* START Supplied data *
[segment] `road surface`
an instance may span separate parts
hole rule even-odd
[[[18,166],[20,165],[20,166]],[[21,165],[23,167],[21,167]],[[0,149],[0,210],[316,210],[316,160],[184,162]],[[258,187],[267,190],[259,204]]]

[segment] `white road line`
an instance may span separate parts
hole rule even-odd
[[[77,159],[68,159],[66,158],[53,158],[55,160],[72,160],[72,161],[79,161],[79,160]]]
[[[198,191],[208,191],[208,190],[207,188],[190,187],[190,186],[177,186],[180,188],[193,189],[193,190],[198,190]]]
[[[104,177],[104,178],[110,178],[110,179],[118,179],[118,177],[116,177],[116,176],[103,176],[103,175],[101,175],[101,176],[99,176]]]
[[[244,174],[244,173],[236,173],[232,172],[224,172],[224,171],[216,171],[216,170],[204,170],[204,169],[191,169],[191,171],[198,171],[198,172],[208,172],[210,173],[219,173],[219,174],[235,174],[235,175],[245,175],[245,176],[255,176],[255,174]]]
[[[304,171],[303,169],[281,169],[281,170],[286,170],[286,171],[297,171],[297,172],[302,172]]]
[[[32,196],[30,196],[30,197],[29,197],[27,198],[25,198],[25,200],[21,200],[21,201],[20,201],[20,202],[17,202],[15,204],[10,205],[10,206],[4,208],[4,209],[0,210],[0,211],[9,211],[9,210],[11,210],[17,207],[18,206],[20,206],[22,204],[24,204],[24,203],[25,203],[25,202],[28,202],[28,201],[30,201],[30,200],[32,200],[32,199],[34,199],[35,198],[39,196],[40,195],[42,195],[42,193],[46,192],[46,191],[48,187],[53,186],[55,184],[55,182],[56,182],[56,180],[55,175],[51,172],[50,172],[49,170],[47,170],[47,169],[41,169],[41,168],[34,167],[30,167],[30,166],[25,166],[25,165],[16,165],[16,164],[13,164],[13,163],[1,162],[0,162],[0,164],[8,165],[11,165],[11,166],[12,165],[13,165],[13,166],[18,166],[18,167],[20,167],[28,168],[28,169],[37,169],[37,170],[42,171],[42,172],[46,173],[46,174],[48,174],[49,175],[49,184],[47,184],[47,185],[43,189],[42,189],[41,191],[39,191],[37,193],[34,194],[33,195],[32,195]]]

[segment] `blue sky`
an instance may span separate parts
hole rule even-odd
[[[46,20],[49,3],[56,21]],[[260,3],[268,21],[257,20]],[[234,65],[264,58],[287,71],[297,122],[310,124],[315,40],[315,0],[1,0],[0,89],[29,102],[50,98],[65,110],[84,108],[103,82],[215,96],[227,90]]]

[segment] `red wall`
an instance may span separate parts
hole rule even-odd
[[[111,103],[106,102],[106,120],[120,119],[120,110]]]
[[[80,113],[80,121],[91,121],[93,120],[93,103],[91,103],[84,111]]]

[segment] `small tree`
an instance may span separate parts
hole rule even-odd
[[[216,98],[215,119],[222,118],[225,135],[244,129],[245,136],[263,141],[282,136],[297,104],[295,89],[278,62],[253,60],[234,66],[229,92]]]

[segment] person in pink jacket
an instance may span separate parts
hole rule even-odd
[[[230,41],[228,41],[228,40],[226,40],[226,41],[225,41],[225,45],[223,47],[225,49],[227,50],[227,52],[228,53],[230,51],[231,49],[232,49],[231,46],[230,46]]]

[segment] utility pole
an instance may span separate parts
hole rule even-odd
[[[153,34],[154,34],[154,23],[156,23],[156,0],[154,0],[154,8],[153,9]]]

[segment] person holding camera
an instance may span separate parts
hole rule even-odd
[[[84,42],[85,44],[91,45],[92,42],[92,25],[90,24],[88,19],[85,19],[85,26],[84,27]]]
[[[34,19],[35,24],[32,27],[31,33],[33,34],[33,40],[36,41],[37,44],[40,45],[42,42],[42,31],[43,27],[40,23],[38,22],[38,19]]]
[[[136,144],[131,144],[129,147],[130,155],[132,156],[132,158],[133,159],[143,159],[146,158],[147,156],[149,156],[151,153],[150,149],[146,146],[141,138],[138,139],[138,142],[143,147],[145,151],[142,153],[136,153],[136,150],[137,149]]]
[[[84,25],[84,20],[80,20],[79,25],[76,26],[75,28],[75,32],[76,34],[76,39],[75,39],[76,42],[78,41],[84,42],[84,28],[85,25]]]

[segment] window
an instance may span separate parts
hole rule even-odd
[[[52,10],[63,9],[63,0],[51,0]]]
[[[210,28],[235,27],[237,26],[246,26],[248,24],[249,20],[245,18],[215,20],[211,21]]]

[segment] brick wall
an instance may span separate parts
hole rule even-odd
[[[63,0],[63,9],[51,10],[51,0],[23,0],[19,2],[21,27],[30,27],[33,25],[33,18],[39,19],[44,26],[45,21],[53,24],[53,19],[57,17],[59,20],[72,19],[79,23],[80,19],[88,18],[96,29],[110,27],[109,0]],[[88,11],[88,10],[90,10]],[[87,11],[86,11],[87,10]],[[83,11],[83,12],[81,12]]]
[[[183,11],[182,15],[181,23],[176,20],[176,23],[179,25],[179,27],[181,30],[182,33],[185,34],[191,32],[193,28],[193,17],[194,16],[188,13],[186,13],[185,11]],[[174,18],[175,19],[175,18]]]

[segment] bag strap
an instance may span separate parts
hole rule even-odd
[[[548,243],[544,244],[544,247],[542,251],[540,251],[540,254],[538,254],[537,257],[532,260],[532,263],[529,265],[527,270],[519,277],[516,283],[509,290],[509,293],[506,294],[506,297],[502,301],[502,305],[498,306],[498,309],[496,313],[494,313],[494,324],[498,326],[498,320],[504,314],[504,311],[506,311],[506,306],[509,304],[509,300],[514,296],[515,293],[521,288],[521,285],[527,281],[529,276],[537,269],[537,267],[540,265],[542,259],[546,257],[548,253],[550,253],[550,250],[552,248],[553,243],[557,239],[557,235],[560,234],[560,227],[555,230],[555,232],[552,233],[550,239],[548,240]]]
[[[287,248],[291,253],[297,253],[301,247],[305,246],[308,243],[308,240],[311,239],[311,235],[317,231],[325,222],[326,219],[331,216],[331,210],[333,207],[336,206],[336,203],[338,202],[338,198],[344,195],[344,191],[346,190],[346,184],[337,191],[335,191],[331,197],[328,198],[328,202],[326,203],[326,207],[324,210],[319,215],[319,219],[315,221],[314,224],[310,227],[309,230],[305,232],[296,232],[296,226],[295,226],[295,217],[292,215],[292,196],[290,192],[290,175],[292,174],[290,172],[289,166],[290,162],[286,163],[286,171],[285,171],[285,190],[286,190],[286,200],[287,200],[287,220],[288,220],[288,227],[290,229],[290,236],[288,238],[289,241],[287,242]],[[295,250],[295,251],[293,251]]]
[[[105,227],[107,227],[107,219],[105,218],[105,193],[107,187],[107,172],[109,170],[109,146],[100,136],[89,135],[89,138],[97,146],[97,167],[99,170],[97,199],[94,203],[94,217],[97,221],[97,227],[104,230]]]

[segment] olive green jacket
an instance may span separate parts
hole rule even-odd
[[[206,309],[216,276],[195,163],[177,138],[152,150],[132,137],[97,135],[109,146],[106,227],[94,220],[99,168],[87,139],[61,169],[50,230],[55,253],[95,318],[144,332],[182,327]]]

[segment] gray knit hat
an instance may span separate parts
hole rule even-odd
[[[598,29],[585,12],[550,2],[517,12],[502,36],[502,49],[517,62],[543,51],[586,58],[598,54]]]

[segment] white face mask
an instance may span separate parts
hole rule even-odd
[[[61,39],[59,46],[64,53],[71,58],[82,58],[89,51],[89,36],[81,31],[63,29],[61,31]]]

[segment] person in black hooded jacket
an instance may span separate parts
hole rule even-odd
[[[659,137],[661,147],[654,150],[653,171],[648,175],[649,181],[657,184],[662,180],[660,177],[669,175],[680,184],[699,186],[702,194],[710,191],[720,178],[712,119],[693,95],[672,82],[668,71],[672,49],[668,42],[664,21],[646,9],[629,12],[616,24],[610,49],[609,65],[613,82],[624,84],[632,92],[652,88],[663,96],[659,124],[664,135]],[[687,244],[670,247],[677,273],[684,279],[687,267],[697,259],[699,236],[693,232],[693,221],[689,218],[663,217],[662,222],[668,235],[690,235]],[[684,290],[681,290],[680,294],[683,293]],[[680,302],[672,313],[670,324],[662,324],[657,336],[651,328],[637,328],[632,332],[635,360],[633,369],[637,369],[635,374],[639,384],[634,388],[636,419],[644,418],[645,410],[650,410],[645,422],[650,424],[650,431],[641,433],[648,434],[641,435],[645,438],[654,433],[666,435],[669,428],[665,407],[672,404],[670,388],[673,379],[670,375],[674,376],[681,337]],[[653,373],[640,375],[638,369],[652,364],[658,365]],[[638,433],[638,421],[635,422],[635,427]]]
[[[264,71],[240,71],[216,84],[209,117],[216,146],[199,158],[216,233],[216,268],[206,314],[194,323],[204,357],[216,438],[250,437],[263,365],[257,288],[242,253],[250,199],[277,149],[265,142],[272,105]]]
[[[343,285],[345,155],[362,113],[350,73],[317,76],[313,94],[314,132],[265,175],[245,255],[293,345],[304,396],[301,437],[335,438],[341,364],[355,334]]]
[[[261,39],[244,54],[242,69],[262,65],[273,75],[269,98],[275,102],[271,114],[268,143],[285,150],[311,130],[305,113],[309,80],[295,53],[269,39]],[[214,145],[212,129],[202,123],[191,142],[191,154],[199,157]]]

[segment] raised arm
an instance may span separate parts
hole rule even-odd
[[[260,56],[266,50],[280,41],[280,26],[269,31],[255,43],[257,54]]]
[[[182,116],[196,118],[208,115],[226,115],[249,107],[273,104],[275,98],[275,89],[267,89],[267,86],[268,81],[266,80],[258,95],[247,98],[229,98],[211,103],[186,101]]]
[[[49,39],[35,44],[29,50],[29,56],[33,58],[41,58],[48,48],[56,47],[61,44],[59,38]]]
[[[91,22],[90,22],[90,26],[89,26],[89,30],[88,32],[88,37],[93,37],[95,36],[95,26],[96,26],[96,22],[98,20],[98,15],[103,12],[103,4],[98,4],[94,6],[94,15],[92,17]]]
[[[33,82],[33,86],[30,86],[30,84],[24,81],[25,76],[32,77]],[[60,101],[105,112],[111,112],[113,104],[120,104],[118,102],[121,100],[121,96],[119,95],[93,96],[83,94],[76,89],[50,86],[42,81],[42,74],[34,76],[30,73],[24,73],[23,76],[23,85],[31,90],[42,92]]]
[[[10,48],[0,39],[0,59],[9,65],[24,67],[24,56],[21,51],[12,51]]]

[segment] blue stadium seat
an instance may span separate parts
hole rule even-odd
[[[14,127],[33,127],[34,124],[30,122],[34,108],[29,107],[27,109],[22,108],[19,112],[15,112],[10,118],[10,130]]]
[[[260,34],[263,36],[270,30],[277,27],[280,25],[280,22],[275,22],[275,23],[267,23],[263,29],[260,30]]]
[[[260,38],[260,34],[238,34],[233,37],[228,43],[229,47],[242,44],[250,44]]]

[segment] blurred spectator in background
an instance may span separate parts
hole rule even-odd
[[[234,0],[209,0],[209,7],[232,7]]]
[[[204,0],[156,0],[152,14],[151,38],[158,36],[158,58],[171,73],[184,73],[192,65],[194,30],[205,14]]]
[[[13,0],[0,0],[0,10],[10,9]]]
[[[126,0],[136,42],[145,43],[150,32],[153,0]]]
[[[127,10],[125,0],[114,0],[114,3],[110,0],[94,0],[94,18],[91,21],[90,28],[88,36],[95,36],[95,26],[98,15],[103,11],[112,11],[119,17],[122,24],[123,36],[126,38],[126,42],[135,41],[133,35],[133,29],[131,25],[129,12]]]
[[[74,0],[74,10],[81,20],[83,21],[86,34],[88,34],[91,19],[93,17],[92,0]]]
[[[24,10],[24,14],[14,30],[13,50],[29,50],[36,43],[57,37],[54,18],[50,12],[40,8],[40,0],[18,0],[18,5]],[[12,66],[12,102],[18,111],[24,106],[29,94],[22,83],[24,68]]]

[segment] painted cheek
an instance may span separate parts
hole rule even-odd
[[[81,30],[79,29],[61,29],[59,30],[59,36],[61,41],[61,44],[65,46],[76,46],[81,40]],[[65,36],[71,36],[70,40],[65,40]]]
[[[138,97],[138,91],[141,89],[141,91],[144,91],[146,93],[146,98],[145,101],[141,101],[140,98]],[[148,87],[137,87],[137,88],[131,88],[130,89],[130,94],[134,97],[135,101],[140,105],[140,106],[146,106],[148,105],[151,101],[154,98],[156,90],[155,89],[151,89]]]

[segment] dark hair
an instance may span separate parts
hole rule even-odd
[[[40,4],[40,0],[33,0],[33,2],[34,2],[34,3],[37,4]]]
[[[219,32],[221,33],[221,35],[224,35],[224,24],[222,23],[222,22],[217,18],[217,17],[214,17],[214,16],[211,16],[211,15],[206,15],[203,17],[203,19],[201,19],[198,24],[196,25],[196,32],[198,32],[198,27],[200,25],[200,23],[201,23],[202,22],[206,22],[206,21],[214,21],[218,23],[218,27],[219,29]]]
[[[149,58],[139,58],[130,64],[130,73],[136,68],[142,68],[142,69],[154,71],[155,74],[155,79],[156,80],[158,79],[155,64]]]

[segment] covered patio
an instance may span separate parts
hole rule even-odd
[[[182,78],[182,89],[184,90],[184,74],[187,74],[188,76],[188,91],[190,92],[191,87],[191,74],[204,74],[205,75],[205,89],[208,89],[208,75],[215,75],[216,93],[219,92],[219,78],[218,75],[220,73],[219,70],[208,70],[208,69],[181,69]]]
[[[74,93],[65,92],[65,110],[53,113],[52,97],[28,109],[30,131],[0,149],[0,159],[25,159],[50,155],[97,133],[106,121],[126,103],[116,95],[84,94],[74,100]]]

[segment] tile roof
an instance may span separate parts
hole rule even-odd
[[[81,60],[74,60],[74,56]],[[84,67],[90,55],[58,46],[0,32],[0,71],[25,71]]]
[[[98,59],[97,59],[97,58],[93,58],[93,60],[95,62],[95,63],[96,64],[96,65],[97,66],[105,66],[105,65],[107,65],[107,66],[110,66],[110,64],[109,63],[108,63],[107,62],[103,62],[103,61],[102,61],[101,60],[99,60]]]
* END Supplied data *
Copy the listing above word for word, from the line containing "[segment] tile roof" through its last line, both included.

■ **Response to the exercise**:
[segment] tile roof
an instance may span separate parts
hole rule even-odd
[[[81,60],[74,60],[74,56]],[[84,67],[90,55],[58,46],[0,32],[0,71],[25,71]]]
[[[98,59],[97,59],[97,58],[93,58],[93,60],[95,62],[95,63],[96,64],[96,65],[97,66],[105,66],[105,65],[107,65],[107,66],[110,66],[110,64],[109,63],[108,63],[107,62],[103,62],[103,61],[102,61],[101,60],[99,60]]]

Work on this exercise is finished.